- _Instructions to follow_
Below are some entries; can you quote all of them exactly?

- _Study material_
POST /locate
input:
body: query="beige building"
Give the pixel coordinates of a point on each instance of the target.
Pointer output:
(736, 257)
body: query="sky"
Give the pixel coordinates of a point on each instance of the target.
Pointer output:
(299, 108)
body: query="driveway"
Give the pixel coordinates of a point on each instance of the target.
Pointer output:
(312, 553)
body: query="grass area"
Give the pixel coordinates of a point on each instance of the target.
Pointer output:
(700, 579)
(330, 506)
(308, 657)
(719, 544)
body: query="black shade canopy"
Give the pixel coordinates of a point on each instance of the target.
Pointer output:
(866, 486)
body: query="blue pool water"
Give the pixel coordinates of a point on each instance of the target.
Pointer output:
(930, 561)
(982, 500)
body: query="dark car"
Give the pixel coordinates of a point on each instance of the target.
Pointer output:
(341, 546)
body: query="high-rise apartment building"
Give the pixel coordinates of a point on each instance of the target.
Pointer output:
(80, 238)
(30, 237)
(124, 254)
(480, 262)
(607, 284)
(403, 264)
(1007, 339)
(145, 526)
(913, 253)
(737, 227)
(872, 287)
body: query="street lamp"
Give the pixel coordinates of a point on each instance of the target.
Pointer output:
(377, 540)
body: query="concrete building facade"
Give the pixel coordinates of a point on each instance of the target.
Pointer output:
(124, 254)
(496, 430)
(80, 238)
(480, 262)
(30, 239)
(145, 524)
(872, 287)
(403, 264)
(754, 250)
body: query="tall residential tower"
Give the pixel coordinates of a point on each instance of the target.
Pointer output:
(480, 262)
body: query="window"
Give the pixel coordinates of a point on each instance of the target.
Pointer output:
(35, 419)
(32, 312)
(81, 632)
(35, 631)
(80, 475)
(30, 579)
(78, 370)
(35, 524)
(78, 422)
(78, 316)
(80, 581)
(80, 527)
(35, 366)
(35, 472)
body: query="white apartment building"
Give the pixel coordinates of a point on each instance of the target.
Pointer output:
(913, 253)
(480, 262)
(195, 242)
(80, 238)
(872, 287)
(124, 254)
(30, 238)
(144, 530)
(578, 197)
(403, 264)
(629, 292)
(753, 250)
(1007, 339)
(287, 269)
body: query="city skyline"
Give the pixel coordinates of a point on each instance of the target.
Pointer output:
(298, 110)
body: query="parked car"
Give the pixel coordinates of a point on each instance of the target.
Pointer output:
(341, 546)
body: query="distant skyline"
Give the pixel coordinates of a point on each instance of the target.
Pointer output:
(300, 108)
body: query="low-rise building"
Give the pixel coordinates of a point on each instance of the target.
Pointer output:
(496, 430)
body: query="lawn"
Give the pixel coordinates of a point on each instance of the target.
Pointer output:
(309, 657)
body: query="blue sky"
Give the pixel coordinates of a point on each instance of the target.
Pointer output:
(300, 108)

- _Task response_
POST /locate
input:
body: query="beige building"
Give the pixel coordinates of a point on each instance of the target.
Pointer output:
(736, 257)
body: query="sky"
Give the pixel coordinates of a point on each instance of the target.
Pointer output:
(299, 108)
body: query="driveway"
Give the pixel coordinates of a point on each instance of the target.
Pointer output:
(312, 553)
body: query="grass area"
Give the pixel coordinates of a point on each instance of the target.
Pointer output:
(700, 579)
(330, 506)
(308, 657)
(719, 544)
body: query="black shade canopy"
Give the pixel coordinates of a point on each instance of the target.
Pointer output:
(866, 486)
body: query="blue pool water"
Give the pixel coordinates of a point on each instance of the target.
Pointer output:
(930, 561)
(982, 500)
body: query="dark car"
Give the pixel coordinates of a point on each instance of the target.
Pointer output:
(341, 546)
body: query="high-rise apartment building"
Give the pixel coordinates of a point on each instance of the target.
Pointer output:
(80, 238)
(30, 237)
(124, 254)
(480, 262)
(607, 284)
(403, 264)
(1007, 339)
(145, 526)
(913, 253)
(737, 227)
(872, 287)
body: query="street lamp"
Give the pixel coordinates of a point on each instance of the target.
Pointer output:
(377, 540)
body: query="concrete building facade"
Give the pixel coordinates of a point on each instance of the target.
Pointer output:
(124, 254)
(496, 430)
(80, 238)
(480, 262)
(30, 239)
(145, 524)
(872, 287)
(403, 264)
(754, 250)
body: query="tall residential tower"
Give the pixel coordinates of a point on each instance of the target.
Pointer output:
(480, 262)
body: query="window"
Give the pixel coordinates of a point on each instance of the target.
Pointer output:
(35, 419)
(32, 312)
(81, 632)
(35, 631)
(80, 475)
(30, 579)
(78, 370)
(35, 524)
(78, 422)
(78, 316)
(80, 581)
(80, 527)
(35, 366)
(35, 472)
body: query="white apartment building"
Give the pixel coordinates of a point on each instance of the target.
Pointer output:
(913, 253)
(480, 262)
(195, 242)
(80, 238)
(872, 287)
(124, 254)
(30, 238)
(144, 530)
(578, 197)
(403, 264)
(629, 292)
(753, 250)
(1007, 339)
(287, 269)
body: query="city skyline"
Give the pixel coordinates of a point on each instance of the target.
Pointer output:
(298, 110)
body: query="parked car"
Give the pixel coordinates of a point on each instance of the target.
Pointer output:
(341, 546)
body: query="distant skyline"
Give the pixel coordinates of a point on each instance of the target.
Pointer output:
(300, 108)
body: query="low-rise building"
Give the pixel coordinates of a point on each instance of the target.
Pointer output:
(496, 430)
body: query="lawn"
Give the pixel coordinates of a point on each instance of the target.
Pointer output:
(309, 657)
body: query="blue sky"
Give the pixel coordinates of a point on each instance of the target.
Pointer output:
(300, 108)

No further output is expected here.